Saved entries
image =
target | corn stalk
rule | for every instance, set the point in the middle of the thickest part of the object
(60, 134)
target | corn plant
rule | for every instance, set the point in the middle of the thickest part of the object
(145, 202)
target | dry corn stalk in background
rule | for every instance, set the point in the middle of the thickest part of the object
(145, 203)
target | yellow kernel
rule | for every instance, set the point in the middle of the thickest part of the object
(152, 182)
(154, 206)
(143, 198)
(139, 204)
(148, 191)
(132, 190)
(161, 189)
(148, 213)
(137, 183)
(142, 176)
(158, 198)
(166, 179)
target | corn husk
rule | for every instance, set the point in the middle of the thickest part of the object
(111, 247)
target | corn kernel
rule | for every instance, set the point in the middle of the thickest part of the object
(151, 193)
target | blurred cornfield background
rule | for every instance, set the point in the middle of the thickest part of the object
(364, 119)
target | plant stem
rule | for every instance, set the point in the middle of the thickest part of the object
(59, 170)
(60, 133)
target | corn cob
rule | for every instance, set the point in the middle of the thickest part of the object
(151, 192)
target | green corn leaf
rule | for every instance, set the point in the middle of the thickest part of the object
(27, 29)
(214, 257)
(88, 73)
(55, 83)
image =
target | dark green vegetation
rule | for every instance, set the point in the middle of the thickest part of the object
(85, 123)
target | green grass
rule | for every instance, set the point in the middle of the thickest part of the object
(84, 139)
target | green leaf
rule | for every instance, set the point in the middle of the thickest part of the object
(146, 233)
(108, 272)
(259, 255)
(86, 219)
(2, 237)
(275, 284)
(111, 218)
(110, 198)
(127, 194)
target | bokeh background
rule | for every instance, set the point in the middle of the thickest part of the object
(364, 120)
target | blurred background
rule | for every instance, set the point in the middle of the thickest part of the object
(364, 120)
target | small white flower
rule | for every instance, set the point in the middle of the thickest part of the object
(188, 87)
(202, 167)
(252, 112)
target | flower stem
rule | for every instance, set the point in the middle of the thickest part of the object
--
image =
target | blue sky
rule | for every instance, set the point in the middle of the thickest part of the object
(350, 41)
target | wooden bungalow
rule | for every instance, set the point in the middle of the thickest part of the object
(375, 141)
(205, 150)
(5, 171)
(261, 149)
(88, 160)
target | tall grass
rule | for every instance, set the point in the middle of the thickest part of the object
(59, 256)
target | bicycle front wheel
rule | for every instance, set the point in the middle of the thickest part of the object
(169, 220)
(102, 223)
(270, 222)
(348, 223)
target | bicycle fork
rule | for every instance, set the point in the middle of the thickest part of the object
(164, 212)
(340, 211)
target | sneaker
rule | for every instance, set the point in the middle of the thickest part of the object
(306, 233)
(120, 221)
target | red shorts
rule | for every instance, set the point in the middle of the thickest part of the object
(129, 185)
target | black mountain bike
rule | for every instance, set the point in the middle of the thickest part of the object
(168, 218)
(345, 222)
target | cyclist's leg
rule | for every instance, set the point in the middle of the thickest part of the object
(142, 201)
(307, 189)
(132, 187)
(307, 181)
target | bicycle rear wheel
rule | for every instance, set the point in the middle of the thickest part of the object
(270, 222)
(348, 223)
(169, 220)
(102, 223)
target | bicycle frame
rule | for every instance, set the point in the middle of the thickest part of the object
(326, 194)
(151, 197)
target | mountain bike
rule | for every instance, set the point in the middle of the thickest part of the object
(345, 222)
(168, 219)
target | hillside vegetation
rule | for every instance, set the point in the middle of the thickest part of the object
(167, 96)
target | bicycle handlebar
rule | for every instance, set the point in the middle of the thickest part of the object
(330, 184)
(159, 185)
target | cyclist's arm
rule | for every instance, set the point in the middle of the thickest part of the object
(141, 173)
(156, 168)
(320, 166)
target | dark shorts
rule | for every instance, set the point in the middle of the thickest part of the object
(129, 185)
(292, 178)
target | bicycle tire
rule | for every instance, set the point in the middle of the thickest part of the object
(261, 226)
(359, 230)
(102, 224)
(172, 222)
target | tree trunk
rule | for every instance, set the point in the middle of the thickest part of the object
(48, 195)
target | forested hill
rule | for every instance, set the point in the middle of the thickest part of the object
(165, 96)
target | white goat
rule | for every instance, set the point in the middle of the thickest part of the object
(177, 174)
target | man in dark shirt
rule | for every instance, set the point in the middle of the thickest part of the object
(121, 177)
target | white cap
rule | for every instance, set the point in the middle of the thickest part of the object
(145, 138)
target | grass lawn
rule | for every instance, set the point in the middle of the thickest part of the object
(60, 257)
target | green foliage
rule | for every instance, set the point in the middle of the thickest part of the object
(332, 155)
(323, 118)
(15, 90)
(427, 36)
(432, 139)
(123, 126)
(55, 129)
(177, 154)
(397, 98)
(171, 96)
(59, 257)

§ Directions for this task: Show every line of the records above that contains the string "mountain", copying each line in full.

§ Final answer:
target | black mountain bike
target | mountain bike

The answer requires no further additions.